PROBLEM STATEMENT:
Could you write out, with no changes, the rows below, starting at the line that contains "Target: deflated hot air balloon" and going on through the final line of the rows?

:: TASK MATERIAL ::

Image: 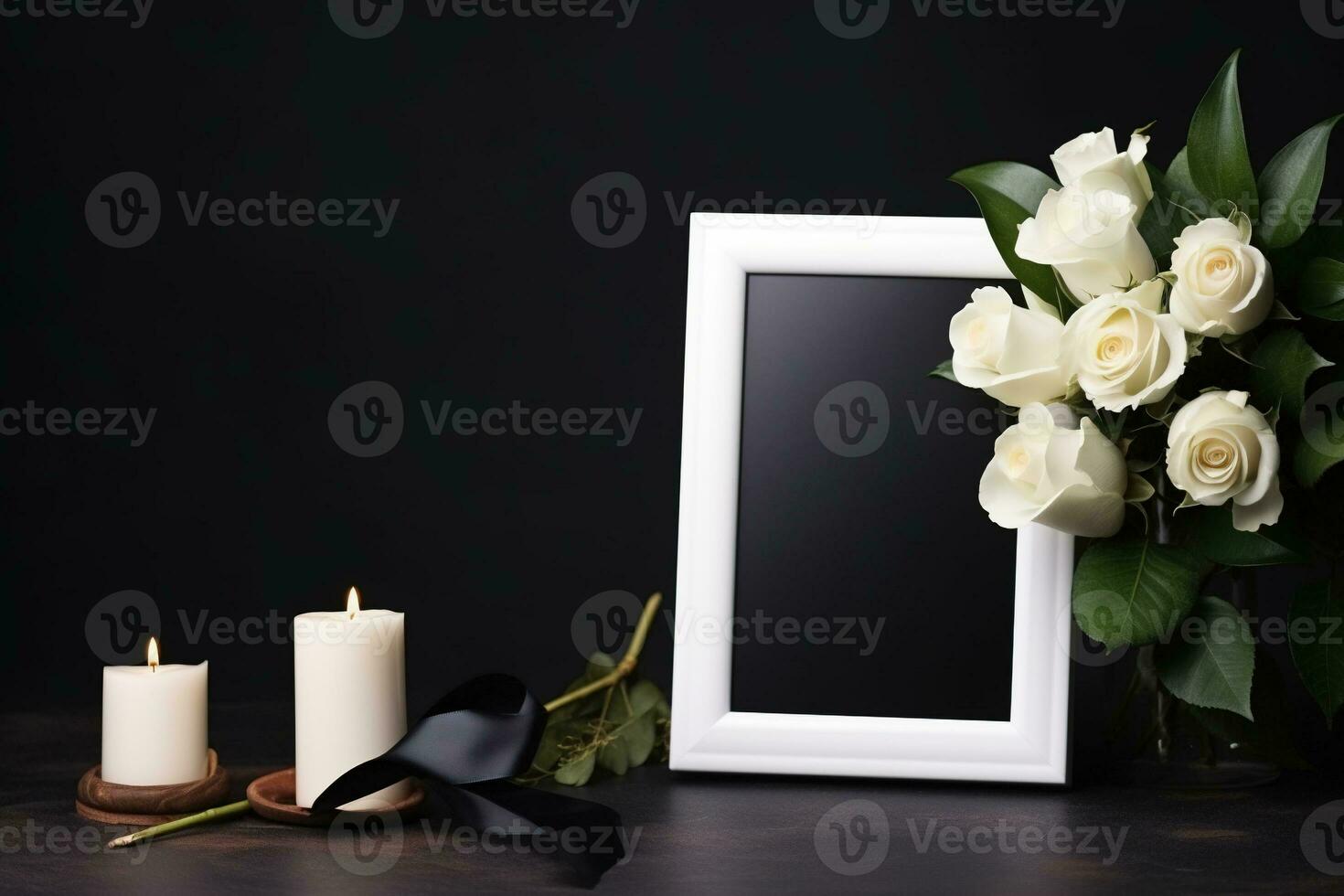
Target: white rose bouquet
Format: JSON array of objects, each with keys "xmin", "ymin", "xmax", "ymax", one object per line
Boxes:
[{"xmin": 934, "ymin": 47, "xmax": 1344, "ymax": 741}]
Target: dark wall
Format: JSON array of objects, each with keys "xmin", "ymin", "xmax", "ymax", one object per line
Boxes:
[{"xmin": 0, "ymin": 0, "xmax": 1344, "ymax": 773}]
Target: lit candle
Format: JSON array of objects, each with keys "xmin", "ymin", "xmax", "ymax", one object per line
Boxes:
[
  {"xmin": 100, "ymin": 638, "xmax": 209, "ymax": 784},
  {"xmin": 294, "ymin": 589, "xmax": 410, "ymax": 810}
]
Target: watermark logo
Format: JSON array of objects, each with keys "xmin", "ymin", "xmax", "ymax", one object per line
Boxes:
[
  {"xmin": 1055, "ymin": 591, "xmax": 1129, "ymax": 667},
  {"xmin": 570, "ymin": 591, "xmax": 641, "ymax": 659},
  {"xmin": 85, "ymin": 591, "xmax": 161, "ymax": 667},
  {"xmin": 812, "ymin": 380, "xmax": 891, "ymax": 457},
  {"xmin": 1298, "ymin": 381, "xmax": 1344, "ymax": 457},
  {"xmin": 326, "ymin": 0, "xmax": 404, "ymax": 40},
  {"xmin": 812, "ymin": 799, "xmax": 891, "ymax": 877},
  {"xmin": 326, "ymin": 380, "xmax": 644, "ymax": 457},
  {"xmin": 0, "ymin": 0, "xmax": 155, "ymax": 31},
  {"xmin": 1301, "ymin": 0, "xmax": 1344, "ymax": 40},
  {"xmin": 570, "ymin": 171, "xmax": 887, "ymax": 249},
  {"xmin": 89, "ymin": 175, "xmax": 402, "ymax": 249},
  {"xmin": 812, "ymin": 0, "xmax": 891, "ymax": 40},
  {"xmin": 85, "ymin": 171, "xmax": 163, "ymax": 249},
  {"xmin": 570, "ymin": 171, "xmax": 649, "ymax": 249},
  {"xmin": 1298, "ymin": 799, "xmax": 1344, "ymax": 877},
  {"xmin": 326, "ymin": 806, "xmax": 406, "ymax": 877},
  {"xmin": 326, "ymin": 380, "xmax": 406, "ymax": 457}
]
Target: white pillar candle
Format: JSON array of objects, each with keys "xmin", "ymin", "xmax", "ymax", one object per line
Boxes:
[
  {"xmin": 100, "ymin": 638, "xmax": 209, "ymax": 786},
  {"xmin": 294, "ymin": 589, "xmax": 410, "ymax": 810}
]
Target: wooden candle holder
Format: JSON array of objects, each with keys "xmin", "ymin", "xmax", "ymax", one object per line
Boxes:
[
  {"xmin": 247, "ymin": 768, "xmax": 425, "ymax": 827},
  {"xmin": 75, "ymin": 750, "xmax": 229, "ymax": 827}
]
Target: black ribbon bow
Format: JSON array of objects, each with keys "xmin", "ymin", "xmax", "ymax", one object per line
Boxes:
[{"xmin": 314, "ymin": 675, "xmax": 625, "ymax": 887}]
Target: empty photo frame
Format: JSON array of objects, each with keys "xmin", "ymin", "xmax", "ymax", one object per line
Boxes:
[{"xmin": 671, "ymin": 215, "xmax": 1072, "ymax": 784}]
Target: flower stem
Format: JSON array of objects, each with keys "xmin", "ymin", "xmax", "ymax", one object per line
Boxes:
[
  {"xmin": 108, "ymin": 799, "xmax": 249, "ymax": 849},
  {"xmin": 546, "ymin": 592, "xmax": 663, "ymax": 712}
]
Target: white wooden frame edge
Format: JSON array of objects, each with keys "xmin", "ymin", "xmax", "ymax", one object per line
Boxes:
[{"xmin": 671, "ymin": 214, "xmax": 1072, "ymax": 784}]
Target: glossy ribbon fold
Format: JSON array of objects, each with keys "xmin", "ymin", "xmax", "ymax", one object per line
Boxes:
[{"xmin": 314, "ymin": 675, "xmax": 625, "ymax": 885}]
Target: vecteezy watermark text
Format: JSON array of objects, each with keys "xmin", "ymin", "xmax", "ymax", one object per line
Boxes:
[
  {"xmin": 421, "ymin": 399, "xmax": 644, "ymax": 447},
  {"xmin": 326, "ymin": 0, "xmax": 641, "ymax": 40},
  {"xmin": 910, "ymin": 0, "xmax": 1126, "ymax": 29},
  {"xmin": 570, "ymin": 171, "xmax": 887, "ymax": 249},
  {"xmin": 326, "ymin": 380, "xmax": 644, "ymax": 457},
  {"xmin": 83, "ymin": 172, "xmax": 402, "ymax": 249},
  {"xmin": 0, "ymin": 818, "xmax": 149, "ymax": 865},
  {"xmin": 0, "ymin": 0, "xmax": 155, "ymax": 29},
  {"xmin": 906, "ymin": 818, "xmax": 1129, "ymax": 865}
]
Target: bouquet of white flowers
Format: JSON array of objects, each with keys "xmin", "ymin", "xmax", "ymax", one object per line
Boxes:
[{"xmin": 934, "ymin": 54, "xmax": 1344, "ymax": 752}]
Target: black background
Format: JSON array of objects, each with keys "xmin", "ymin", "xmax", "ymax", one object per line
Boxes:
[
  {"xmin": 0, "ymin": 0, "xmax": 1344, "ymax": 779},
  {"xmin": 731, "ymin": 275, "xmax": 1018, "ymax": 721}
]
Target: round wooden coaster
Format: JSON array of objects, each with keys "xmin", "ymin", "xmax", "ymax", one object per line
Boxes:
[
  {"xmin": 75, "ymin": 750, "xmax": 229, "ymax": 827},
  {"xmin": 247, "ymin": 768, "xmax": 425, "ymax": 827}
]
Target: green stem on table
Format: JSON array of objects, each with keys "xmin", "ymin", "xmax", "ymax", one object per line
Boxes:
[
  {"xmin": 108, "ymin": 592, "xmax": 663, "ymax": 849},
  {"xmin": 546, "ymin": 592, "xmax": 663, "ymax": 712},
  {"xmin": 108, "ymin": 799, "xmax": 249, "ymax": 849}
]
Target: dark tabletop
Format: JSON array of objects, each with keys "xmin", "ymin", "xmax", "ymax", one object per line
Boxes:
[{"xmin": 0, "ymin": 705, "xmax": 1344, "ymax": 895}]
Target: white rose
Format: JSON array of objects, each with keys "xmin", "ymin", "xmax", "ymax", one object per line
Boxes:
[
  {"xmin": 1050, "ymin": 128, "xmax": 1153, "ymax": 220},
  {"xmin": 1061, "ymin": 280, "xmax": 1188, "ymax": 411},
  {"xmin": 1172, "ymin": 218, "xmax": 1275, "ymax": 337},
  {"xmin": 980, "ymin": 404, "xmax": 1129, "ymax": 539},
  {"xmin": 1015, "ymin": 184, "xmax": 1157, "ymax": 303},
  {"xmin": 1167, "ymin": 392, "xmax": 1284, "ymax": 532},
  {"xmin": 947, "ymin": 286, "xmax": 1069, "ymax": 407}
]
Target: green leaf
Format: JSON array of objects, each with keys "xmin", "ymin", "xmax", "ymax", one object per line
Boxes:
[
  {"xmin": 1258, "ymin": 115, "xmax": 1344, "ymax": 249},
  {"xmin": 1297, "ymin": 258, "xmax": 1344, "ymax": 321},
  {"xmin": 929, "ymin": 357, "xmax": 961, "ymax": 386},
  {"xmin": 1187, "ymin": 49, "xmax": 1256, "ymax": 217},
  {"xmin": 555, "ymin": 753, "xmax": 597, "ymax": 787},
  {"xmin": 1188, "ymin": 504, "xmax": 1312, "ymax": 567},
  {"xmin": 1287, "ymin": 581, "xmax": 1344, "ymax": 725},
  {"xmin": 1293, "ymin": 442, "xmax": 1344, "ymax": 489},
  {"xmin": 950, "ymin": 161, "xmax": 1072, "ymax": 310},
  {"xmin": 1157, "ymin": 598, "xmax": 1255, "ymax": 719},
  {"xmin": 1125, "ymin": 473, "xmax": 1153, "ymax": 504},
  {"xmin": 1153, "ymin": 146, "xmax": 1210, "ymax": 210},
  {"xmin": 629, "ymin": 678, "xmax": 663, "ymax": 716},
  {"xmin": 1186, "ymin": 647, "xmax": 1310, "ymax": 768},
  {"xmin": 1138, "ymin": 161, "xmax": 1195, "ymax": 260},
  {"xmin": 1074, "ymin": 539, "xmax": 1199, "ymax": 650},
  {"xmin": 1250, "ymin": 328, "xmax": 1335, "ymax": 421}
]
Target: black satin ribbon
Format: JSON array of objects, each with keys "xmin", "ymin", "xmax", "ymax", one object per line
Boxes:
[{"xmin": 314, "ymin": 675, "xmax": 625, "ymax": 887}]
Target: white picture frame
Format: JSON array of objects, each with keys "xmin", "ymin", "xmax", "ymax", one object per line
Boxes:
[{"xmin": 669, "ymin": 214, "xmax": 1072, "ymax": 784}]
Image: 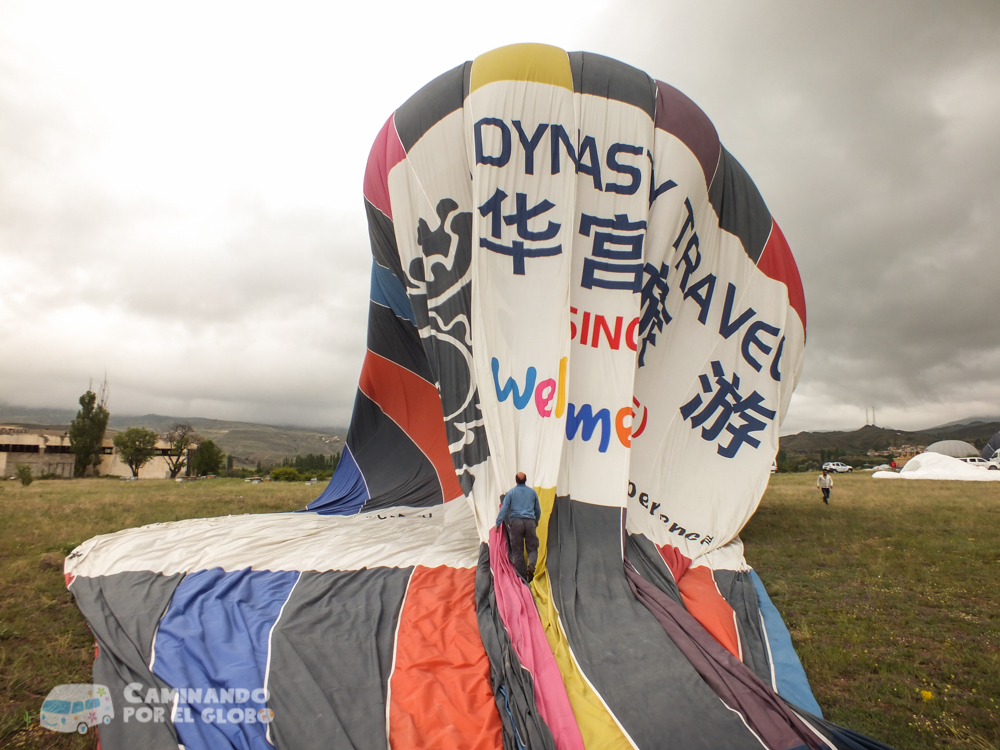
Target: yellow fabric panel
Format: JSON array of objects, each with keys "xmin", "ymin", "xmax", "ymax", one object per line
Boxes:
[
  {"xmin": 531, "ymin": 487, "xmax": 633, "ymax": 750},
  {"xmin": 469, "ymin": 44, "xmax": 573, "ymax": 91}
]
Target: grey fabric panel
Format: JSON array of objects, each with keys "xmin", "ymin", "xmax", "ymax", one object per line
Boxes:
[
  {"xmin": 625, "ymin": 534, "xmax": 684, "ymax": 607},
  {"xmin": 548, "ymin": 497, "xmax": 761, "ymax": 750},
  {"xmin": 625, "ymin": 565, "xmax": 826, "ymax": 750},
  {"xmin": 569, "ymin": 52, "xmax": 656, "ymax": 120},
  {"xmin": 708, "ymin": 148, "xmax": 771, "ymax": 263},
  {"xmin": 476, "ymin": 543, "xmax": 555, "ymax": 750},
  {"xmin": 394, "ymin": 62, "xmax": 472, "ymax": 152},
  {"xmin": 785, "ymin": 712, "xmax": 893, "ymax": 750},
  {"xmin": 713, "ymin": 570, "xmax": 773, "ymax": 687},
  {"xmin": 368, "ymin": 302, "xmax": 435, "ymax": 385},
  {"xmin": 268, "ymin": 568, "xmax": 413, "ymax": 750},
  {"xmin": 70, "ymin": 571, "xmax": 184, "ymax": 750}
]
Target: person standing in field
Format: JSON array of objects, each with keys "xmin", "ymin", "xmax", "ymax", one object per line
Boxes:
[
  {"xmin": 497, "ymin": 471, "xmax": 542, "ymax": 583},
  {"xmin": 816, "ymin": 469, "xmax": 833, "ymax": 505}
]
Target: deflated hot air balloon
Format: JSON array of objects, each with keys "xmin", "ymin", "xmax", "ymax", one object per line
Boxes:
[{"xmin": 66, "ymin": 45, "xmax": 896, "ymax": 750}]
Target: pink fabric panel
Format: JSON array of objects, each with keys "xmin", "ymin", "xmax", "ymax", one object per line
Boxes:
[
  {"xmin": 490, "ymin": 527, "xmax": 584, "ymax": 750},
  {"xmin": 363, "ymin": 114, "xmax": 406, "ymax": 219}
]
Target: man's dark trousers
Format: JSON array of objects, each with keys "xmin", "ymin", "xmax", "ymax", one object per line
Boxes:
[{"xmin": 507, "ymin": 518, "xmax": 538, "ymax": 580}]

:::

WRITTEN REPLY:
Target: deflated hot air balloon
Format: JSON array of objects, each with keys "xmin", "ymin", "xmax", "ymax", one object per line
Boxes:
[{"xmin": 66, "ymin": 45, "xmax": 896, "ymax": 750}]
Target: pink fabric panel
Format: JSON array of objects, each with keys "xmin", "ymin", "xmax", "ymax", one object per line
Boxes:
[
  {"xmin": 490, "ymin": 527, "xmax": 584, "ymax": 750},
  {"xmin": 363, "ymin": 114, "xmax": 406, "ymax": 219}
]
Target: man's dark trousers
Format: JSON array of objects, each with keys "xmin", "ymin", "xmax", "ymax", one object per line
Boxes:
[{"xmin": 507, "ymin": 518, "xmax": 538, "ymax": 580}]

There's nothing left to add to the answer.